[[ DATA LISTING open ]]

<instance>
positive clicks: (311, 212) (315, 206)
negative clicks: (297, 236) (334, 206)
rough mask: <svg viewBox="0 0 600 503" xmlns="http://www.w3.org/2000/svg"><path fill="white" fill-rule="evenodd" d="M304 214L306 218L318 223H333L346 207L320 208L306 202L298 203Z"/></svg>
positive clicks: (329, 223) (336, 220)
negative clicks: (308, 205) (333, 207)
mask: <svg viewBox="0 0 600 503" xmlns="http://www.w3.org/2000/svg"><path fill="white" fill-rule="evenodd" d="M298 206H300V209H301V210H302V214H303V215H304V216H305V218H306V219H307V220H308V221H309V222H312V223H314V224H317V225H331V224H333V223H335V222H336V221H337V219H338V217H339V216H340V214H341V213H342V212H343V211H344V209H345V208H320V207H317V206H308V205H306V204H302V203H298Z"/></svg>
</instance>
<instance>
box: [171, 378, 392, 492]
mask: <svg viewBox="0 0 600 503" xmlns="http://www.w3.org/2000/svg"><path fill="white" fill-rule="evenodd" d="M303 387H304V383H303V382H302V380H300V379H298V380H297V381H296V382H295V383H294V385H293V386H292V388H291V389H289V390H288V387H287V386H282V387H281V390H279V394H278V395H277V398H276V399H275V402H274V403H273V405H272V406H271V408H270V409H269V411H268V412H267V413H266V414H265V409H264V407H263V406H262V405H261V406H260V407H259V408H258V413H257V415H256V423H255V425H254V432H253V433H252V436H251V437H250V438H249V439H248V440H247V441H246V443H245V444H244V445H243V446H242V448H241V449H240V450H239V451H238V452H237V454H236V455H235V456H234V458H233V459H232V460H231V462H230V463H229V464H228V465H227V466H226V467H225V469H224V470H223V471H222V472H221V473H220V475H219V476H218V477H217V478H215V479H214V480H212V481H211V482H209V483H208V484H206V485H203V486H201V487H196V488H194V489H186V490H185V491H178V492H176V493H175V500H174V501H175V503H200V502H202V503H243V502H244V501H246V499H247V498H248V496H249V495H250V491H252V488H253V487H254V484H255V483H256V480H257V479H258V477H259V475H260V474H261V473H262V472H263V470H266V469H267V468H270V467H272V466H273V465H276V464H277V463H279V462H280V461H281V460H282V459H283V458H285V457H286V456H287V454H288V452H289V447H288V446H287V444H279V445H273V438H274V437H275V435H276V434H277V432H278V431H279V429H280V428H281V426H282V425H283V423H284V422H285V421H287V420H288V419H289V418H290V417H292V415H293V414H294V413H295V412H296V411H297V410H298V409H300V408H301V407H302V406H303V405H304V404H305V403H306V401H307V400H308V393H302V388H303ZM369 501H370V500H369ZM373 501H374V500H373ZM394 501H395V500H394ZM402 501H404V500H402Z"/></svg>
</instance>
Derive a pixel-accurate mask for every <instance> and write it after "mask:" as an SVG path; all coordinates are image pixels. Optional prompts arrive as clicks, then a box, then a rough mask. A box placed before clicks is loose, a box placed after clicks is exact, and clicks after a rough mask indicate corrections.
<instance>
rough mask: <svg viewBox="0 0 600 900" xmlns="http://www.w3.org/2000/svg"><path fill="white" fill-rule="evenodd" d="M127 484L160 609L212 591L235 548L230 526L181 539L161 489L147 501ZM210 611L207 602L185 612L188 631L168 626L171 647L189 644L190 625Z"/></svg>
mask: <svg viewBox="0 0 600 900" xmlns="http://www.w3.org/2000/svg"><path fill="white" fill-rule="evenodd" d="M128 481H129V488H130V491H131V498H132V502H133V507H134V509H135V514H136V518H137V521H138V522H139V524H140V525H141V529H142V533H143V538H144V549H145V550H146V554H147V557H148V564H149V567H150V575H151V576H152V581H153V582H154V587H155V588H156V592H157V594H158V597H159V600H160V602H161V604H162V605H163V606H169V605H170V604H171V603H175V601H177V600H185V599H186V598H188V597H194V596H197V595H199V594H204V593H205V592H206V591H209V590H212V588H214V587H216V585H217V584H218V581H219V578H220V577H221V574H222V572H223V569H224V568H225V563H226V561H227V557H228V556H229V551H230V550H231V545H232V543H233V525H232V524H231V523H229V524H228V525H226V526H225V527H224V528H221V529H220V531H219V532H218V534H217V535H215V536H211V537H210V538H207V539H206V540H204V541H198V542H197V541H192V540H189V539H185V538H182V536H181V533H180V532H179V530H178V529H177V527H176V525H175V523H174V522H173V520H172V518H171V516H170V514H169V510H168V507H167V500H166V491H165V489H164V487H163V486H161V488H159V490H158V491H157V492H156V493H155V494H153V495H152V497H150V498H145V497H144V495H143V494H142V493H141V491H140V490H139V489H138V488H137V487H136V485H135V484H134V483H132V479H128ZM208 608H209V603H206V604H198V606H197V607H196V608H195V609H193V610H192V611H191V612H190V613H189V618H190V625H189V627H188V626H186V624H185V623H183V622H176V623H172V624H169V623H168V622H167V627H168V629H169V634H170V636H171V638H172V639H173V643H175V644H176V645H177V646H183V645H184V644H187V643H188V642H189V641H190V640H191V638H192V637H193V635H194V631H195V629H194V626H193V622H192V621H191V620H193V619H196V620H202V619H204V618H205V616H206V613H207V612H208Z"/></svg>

[[ DATA LISTING closed ]]

This exercise requires an exact copy of all the records.

<instance>
positive clicks: (311, 212) (315, 206)
negative clicks: (297, 236) (334, 206)
rough mask: <svg viewBox="0 0 600 503" xmlns="http://www.w3.org/2000/svg"><path fill="white" fill-rule="evenodd" d="M304 214L306 218L318 223H333L346 207L320 208L306 202L298 203Z"/></svg>
positive clicks: (329, 223) (336, 220)
negative clicks: (308, 205) (333, 207)
mask: <svg viewBox="0 0 600 503" xmlns="http://www.w3.org/2000/svg"><path fill="white" fill-rule="evenodd" d="M298 206H300V209H301V210H302V214H303V215H304V216H305V218H306V219H307V220H308V221H309V222H312V223H314V224H317V225H331V224H333V223H335V222H336V221H337V219H338V217H339V216H340V214H341V213H342V212H343V211H344V209H345V208H320V207H317V206H308V205H306V204H302V203H298Z"/></svg>
</instance>
<instance>
box: [171, 378, 392, 492]
mask: <svg viewBox="0 0 600 503" xmlns="http://www.w3.org/2000/svg"><path fill="white" fill-rule="evenodd" d="M303 387H304V383H303V382H302V380H300V379H298V380H297V381H296V382H295V383H294V385H293V386H292V388H291V389H289V390H288V387H287V386H282V387H281V390H279V394H278V395H277V398H276V399H275V402H274V403H273V405H272V406H271V408H270V409H269V411H268V412H267V413H266V414H265V409H264V407H263V406H262V405H261V406H260V407H259V408H258V413H257V415H256V423H255V425H254V432H253V433H252V436H251V437H250V438H249V439H248V440H247V441H246V443H245V444H244V445H243V446H242V448H241V449H240V450H239V451H238V452H237V454H236V455H235V456H234V458H233V459H232V460H231V462H230V463H229V464H228V465H227V466H226V467H225V469H224V470H223V471H222V472H221V473H220V475H219V476H218V477H217V478H215V479H214V480H212V481H211V482H209V483H208V484H206V485H203V486H201V487H196V488H194V489H186V490H185V491H178V492H176V493H175V500H174V501H175V503H200V502H202V503H243V502H244V501H246V499H247V498H248V496H249V495H250V491H252V488H253V487H254V484H255V483H256V480H257V479H258V477H259V475H260V474H261V473H262V472H263V470H266V469H267V468H270V467H272V466H273V465H276V464H277V463H279V462H280V461H281V460H282V459H283V458H285V457H286V456H287V454H288V452H289V447H288V446H287V444H279V445H273V438H274V437H275V435H276V434H277V432H278V431H279V429H280V428H281V426H282V425H283V423H284V422H285V421H287V420H288V419H289V418H290V417H292V415H293V414H294V413H295V412H296V411H297V410H298V409H300V408H301V407H302V406H303V405H304V404H305V403H306V401H307V400H308V393H302V388H303ZM369 501H370V500H369ZM373 501H374V500H373ZM394 501H395V500H394ZM402 501H404V500H402Z"/></svg>
</instance>
Derive a pixel-accurate mask for every <instance> and write it after "mask:" as an SVG path; all coordinates are image pixels. Optional prompts arrive as clicks, then a box, then a rough mask. A box placed before clicks is loose, a box placed after clicks is exact, and clicks after a rough mask indicate corrections.
<instance>
rough mask: <svg viewBox="0 0 600 900" xmlns="http://www.w3.org/2000/svg"><path fill="white" fill-rule="evenodd" d="M127 484L160 609L212 591L235 548L230 526L181 539L161 489L147 501ZM210 611L207 602L185 612L188 631L168 626L171 647L189 644L190 625Z"/></svg>
mask: <svg viewBox="0 0 600 900" xmlns="http://www.w3.org/2000/svg"><path fill="white" fill-rule="evenodd" d="M128 481H129V488H130V491H131V498H132V502H133V507H134V509H135V514H136V518H137V521H138V522H139V524H140V525H141V529H142V533H143V538H144V549H145V550H146V554H147V557H148V564H149V567H150V575H151V576H152V581H153V582H154V587H155V588H156V592H157V594H158V597H159V600H160V602H161V604H162V605H163V606H169V605H170V604H171V603H175V601H177V600H185V599H186V598H188V597H194V596H197V595H199V594H204V593H205V592H206V591H209V590H212V588H214V587H216V585H217V584H218V581H219V578H220V577H221V574H222V572H223V569H224V568H225V563H226V561H227V557H228V556H229V551H230V550H231V545H232V543H233V525H232V524H231V523H229V524H228V525H226V526H225V527H224V528H221V529H220V531H219V532H218V534H217V535H215V536H211V537H210V538H207V539H206V540H204V541H198V542H197V541H192V540H189V539H185V538H182V536H181V533H180V532H179V530H178V529H177V527H176V525H175V523H174V522H173V520H172V518H171V516H170V514H169V510H168V507H167V500H166V491H165V489H164V487H163V486H161V488H159V490H158V491H157V492H156V493H155V494H153V495H152V497H150V498H145V497H144V495H143V494H142V493H141V491H140V490H139V489H138V488H137V487H136V485H135V484H134V483H132V479H128ZM208 608H209V603H206V604H198V606H197V607H196V608H195V609H193V610H192V611H191V612H190V613H189V618H190V625H189V627H188V626H186V624H185V623H183V622H176V623H172V624H169V623H168V622H167V627H168V629H169V634H170V636H171V638H172V639H173V643H175V644H176V645H177V646H183V645H184V644H187V643H188V642H189V641H190V640H191V638H192V637H193V635H194V631H195V629H194V626H193V622H192V621H191V620H193V619H196V620H202V619H204V618H205V616H206V613H207V612H208Z"/></svg>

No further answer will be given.